Please print each record that follows precisely as it appears.

### GIVEN ENTRIES

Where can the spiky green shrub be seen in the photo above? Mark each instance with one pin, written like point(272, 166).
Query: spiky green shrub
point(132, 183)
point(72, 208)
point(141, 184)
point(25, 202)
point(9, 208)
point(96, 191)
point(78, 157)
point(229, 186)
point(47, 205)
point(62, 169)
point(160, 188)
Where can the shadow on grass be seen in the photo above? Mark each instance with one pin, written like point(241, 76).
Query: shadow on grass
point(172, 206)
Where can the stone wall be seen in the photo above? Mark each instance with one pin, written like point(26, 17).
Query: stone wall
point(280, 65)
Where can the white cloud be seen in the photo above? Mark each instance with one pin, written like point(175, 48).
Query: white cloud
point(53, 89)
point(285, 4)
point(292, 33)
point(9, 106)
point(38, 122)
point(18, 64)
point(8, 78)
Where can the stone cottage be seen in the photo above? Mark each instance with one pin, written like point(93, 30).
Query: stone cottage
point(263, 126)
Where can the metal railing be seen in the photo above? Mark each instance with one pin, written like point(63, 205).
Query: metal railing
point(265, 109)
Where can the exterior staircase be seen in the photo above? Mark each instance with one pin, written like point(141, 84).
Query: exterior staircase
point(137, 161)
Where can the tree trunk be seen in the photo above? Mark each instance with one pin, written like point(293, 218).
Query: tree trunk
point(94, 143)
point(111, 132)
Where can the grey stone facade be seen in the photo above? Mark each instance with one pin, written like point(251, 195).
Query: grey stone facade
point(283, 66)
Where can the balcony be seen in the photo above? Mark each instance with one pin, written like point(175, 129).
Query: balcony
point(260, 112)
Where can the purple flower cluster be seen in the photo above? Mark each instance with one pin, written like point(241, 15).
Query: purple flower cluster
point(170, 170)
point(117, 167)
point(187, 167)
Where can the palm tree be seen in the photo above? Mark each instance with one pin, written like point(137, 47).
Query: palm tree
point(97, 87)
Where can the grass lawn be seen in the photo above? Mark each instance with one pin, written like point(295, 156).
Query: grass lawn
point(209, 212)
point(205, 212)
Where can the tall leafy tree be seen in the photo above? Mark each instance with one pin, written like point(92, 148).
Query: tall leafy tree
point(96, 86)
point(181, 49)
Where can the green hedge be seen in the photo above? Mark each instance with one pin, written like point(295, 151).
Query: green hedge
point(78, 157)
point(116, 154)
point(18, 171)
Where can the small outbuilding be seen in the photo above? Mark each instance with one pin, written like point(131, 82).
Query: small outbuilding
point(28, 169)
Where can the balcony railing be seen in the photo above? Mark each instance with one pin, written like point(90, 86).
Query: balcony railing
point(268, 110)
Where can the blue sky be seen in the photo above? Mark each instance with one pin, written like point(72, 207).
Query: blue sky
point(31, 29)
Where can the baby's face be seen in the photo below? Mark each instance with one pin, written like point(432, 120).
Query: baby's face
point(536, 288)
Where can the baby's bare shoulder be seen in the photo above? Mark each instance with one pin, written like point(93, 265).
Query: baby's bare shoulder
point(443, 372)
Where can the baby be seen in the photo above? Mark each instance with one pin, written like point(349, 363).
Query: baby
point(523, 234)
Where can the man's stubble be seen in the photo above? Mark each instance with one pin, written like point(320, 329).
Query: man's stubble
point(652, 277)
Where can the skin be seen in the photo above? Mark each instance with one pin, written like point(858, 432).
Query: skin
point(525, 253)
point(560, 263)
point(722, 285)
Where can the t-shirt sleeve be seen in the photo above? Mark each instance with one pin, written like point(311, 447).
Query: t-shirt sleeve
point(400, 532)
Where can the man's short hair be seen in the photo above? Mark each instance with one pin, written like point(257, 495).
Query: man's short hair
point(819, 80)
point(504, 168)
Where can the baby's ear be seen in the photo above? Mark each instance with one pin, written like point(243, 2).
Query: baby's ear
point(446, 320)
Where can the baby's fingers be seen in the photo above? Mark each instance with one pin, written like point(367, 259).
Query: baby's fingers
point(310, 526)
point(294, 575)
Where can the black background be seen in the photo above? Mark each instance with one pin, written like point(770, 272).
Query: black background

######

> RESPONSE TO THE EXERCISE
Where can the spiky green shrub be seen in the photo above? Mark each instance with one pin, written like point(272, 166).
Query: spiky green shrub
point(132, 183)
point(72, 208)
point(141, 184)
point(25, 202)
point(9, 208)
point(96, 191)
point(78, 157)
point(229, 186)
point(47, 205)
point(62, 169)
point(160, 188)
Where can the shadow on grass be seen in the photo above? Mark each instance with one pin, written like point(241, 76).
Query: shadow on grass
point(172, 206)
Where can the stone wall be seen in the photo above? Mark each instance with one pin, written like point(26, 17).
Query: stone wall
point(280, 65)
Where can the white cloud be seen in the photo above? Mark each instance with one pin, written like point(175, 48).
Query: white cloud
point(53, 89)
point(285, 4)
point(292, 33)
point(9, 106)
point(38, 122)
point(18, 64)
point(8, 78)
Where can the stone cottage be seen in the photo above? Mark each instance with one pin, written like point(93, 30).
Query: stone cottage
point(263, 126)
Where can the metal railing be seen in the photo above? Mark each instance with one pin, written like point(63, 205).
Query: metal railing
point(265, 109)
Where can the exterior staircase be seen in the photo above? Mark each instance with one pin, written like point(141, 84).
Query: exterior staircase
point(137, 161)
Where can the tree trunk be seen in the photo above? Mark each instance with one pin, written like point(293, 218).
Query: tree trunk
point(94, 143)
point(111, 132)
Where can the grey stone facade be seen in the photo above? Mark each instance with one pin, written like point(251, 195).
Query: grey stone facade
point(283, 66)
Where can the balcony be seen in the photo above? Mark each instance with one pin, written like point(175, 129).
Query: balcony
point(260, 112)
Where can the purple flower cluster be seen in the photo above? Mark each instance with one pin, written like point(241, 15).
Query: purple flower cluster
point(170, 170)
point(117, 167)
point(187, 167)
Where can the palm tree be seen in the photo above? Mark each instance with one pin, written like point(137, 47).
Query: palm tree
point(97, 87)
Where can the grass lawn be seen in the photo above? Mark each instance with one pin, written like point(295, 156).
Query: grass lawn
point(209, 212)
point(205, 212)
Where can the tall leafy tree be seen in the photo above? Mark each instance with one pin, written like point(92, 148).
Query: tall leafy tree
point(96, 86)
point(181, 49)
Where can the green hedge be seen in the photo above? Mark each instance with one pin, written like point(295, 151).
Query: green hedge
point(78, 157)
point(116, 154)
point(18, 171)
Where can the small outbuilding be seen in the photo above? Mark each instance with one pin, written like point(131, 82).
Query: small outbuilding
point(28, 169)
Where can the balcony railing be seen in the photo above? Mark each instance with one pin, written like point(90, 86).
Query: balcony railing
point(268, 110)
Where can the blue sky be seen in the photo above? Mark each instance with one pin, written like point(72, 207).
Query: blue sky
point(31, 29)
Where can the baby's face be seen in the photo below? Mark each instance with one pin, written like point(432, 120).
Query: baby's face
point(536, 288)
Where can the baby's bare shoulder be seen in the photo above? Mark each instance with one pin, written like point(93, 265).
Query: baby's bare shoulder
point(443, 372)
Where can the baby be seen in the photo above? Mark each instance with one pin, written like point(349, 363).
Query: baby
point(523, 234)
Where can the man's stubble be seen in the photo above? Mark each instance with one pin, written like point(320, 329).
Query: man's stubble
point(652, 277)
Where can the skin be seen in the photo above? Mark each instance with one pin, written like point(858, 432).
Query: skin
point(525, 253)
point(560, 263)
point(722, 285)
Where can the t-shirt sleeve be seen in the photo above? Mark each instance with one pin, written like point(311, 447).
Query: t-shirt sleeve
point(400, 532)
Where can the man's short hair be seen in the photo above? Mark each instance with one pin, written like point(257, 495).
Query: man's short hair
point(819, 80)
point(504, 168)
Where can the baby's ear be seen in the photo above? Mark each instance with one pin, written like point(243, 2).
Query: baby's ear
point(446, 320)
Where can the baby's fingers be seen in the photo above? Mark each instance with one pin, written like point(367, 259).
Query: baby's fingers
point(310, 526)
point(294, 575)
Where can the black background be seen in the photo above? Mark each instance with one pin, written like point(770, 272).
Query: black background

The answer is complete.